__Data section__:
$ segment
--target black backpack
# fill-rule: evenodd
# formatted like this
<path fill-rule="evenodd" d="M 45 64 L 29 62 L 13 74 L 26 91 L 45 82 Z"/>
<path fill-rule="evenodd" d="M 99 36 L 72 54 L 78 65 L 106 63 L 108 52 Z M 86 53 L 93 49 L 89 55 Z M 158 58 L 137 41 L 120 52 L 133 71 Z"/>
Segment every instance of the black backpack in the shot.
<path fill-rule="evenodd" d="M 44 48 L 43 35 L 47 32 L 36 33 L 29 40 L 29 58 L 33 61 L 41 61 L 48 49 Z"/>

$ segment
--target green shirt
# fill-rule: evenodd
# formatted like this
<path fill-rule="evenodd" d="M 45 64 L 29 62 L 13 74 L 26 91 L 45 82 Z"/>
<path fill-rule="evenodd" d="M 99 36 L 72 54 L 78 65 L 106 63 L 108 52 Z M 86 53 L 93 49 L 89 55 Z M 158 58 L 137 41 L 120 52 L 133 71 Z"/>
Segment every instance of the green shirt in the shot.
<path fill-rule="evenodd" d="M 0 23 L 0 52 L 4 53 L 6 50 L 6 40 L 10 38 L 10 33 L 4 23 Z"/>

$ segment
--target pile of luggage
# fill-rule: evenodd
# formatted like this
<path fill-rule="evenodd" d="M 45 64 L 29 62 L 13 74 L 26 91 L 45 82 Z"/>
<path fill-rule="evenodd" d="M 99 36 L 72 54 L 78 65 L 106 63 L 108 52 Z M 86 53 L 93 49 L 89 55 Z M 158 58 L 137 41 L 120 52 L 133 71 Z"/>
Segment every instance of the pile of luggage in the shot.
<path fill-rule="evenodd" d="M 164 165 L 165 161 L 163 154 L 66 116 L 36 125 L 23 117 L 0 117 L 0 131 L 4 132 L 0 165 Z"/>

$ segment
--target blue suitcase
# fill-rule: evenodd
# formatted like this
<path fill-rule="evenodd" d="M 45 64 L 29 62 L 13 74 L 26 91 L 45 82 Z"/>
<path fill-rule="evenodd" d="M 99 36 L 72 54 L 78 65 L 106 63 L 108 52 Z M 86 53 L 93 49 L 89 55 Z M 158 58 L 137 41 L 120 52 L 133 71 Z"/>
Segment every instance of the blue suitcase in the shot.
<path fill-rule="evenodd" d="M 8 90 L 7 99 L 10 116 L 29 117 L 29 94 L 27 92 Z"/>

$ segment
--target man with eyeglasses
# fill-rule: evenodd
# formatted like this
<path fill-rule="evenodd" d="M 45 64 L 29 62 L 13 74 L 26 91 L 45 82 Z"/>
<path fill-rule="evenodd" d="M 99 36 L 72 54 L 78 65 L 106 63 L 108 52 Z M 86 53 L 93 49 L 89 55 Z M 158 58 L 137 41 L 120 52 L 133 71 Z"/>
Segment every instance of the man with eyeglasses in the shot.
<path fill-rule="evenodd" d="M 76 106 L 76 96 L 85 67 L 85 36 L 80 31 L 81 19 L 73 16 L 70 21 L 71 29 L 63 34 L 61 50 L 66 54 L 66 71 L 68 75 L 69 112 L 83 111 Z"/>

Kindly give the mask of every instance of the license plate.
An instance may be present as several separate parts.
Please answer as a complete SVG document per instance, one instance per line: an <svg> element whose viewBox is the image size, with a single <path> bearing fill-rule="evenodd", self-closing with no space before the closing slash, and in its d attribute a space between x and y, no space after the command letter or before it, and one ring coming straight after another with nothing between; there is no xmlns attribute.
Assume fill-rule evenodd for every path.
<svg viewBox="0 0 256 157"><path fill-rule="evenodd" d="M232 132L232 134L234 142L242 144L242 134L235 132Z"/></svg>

__Given problem__:
Copy out all of the data above, line for line, without changing a single character.

__Result of this task__:
$ segment
--target black backpack
# fill-rule: evenodd
# formatted like this
<path fill-rule="evenodd" d="M 45 64 L 29 62 L 13 74 L 26 91 L 45 82 Z"/>
<path fill-rule="evenodd" d="M 99 36 L 72 54 L 78 65 L 106 63 L 108 52 Z M 86 53 L 93 49 L 89 55 Z M 158 58 L 137 41 L 120 52 L 133 71 Z"/>
Segment every instance of the black backpack in the shot.
<path fill-rule="evenodd" d="M 44 48 L 43 35 L 47 32 L 36 33 L 29 40 L 29 58 L 33 61 L 41 61 L 48 49 Z"/>

$ segment
--target green shirt
# fill-rule: evenodd
# formatted like this
<path fill-rule="evenodd" d="M 45 64 L 29 62 L 13 74 L 26 91 L 45 82 Z"/>
<path fill-rule="evenodd" d="M 99 36 L 72 54 L 78 65 L 106 63 L 108 52 Z M 86 53 L 93 49 L 89 55 Z M 158 58 L 137 41 L 120 52 L 133 71 Z"/>
Segment every instance of the green shirt in the shot.
<path fill-rule="evenodd" d="M 0 23 L 0 52 L 4 53 L 6 50 L 6 40 L 10 38 L 10 33 L 4 23 Z"/>

$ segment
--target pile of luggage
# fill-rule: evenodd
# formatted like this
<path fill-rule="evenodd" d="M 45 64 L 29 62 L 13 74 L 26 91 L 45 82 Z"/>
<path fill-rule="evenodd" d="M 99 36 L 72 54 L 78 65 L 106 63 L 108 52 Z M 86 53 L 93 49 L 89 55 Z M 158 58 L 137 41 L 120 52 L 133 71 Z"/>
Segment every instance of the pile of luggage in the shot.
<path fill-rule="evenodd" d="M 164 165 L 165 161 L 163 154 L 66 116 L 36 125 L 23 117 L 0 117 L 0 131 L 4 132 L 0 165 Z"/>

$ segment
--target blue suitcase
# fill-rule: evenodd
# formatted like this
<path fill-rule="evenodd" d="M 45 64 L 29 62 L 13 74 L 26 91 L 45 82 Z"/>
<path fill-rule="evenodd" d="M 99 36 L 72 54 L 78 65 L 106 63 L 108 52 Z M 86 53 L 93 49 L 89 55 Z M 158 58 L 137 41 L 120 52 L 133 71 Z"/>
Segment every instance of the blue suitcase in the shot.
<path fill-rule="evenodd" d="M 8 90 L 7 99 L 10 116 L 29 117 L 29 94 L 27 92 Z"/>

$ segment
--target man with eyeglasses
# fill-rule: evenodd
# formatted like this
<path fill-rule="evenodd" d="M 45 64 L 29 62 L 13 74 L 26 91 L 45 82 Z"/>
<path fill-rule="evenodd" d="M 99 36 L 72 54 L 78 65 L 106 63 L 108 52 Z M 86 53 L 93 49 L 89 55 Z M 158 58 L 137 41 L 120 52 L 133 71 Z"/>
Segment every instance of the man with eyeglasses in the shot.
<path fill-rule="evenodd" d="M 76 106 L 76 96 L 85 67 L 85 36 L 80 31 L 81 19 L 73 16 L 70 21 L 71 29 L 63 34 L 61 50 L 66 54 L 66 71 L 68 75 L 69 112 L 83 111 Z"/>

Kindly give the mask of every instance of the license plate.
An instance may be present as several separate parts.
Please answer as a complete SVG document per instance, one instance per line: an <svg> element whose viewBox is the image size, with a single <path> bearing fill-rule="evenodd", self-closing with no space before the closing slash, and in its d attribute a space between x and y, no space after the command letter or before it, and one ring coming straight after another with nothing between; there is no xmlns attribute.
Assume fill-rule evenodd for every path.
<svg viewBox="0 0 256 157"><path fill-rule="evenodd" d="M232 132L232 134L234 142L242 144L242 134L235 132Z"/></svg>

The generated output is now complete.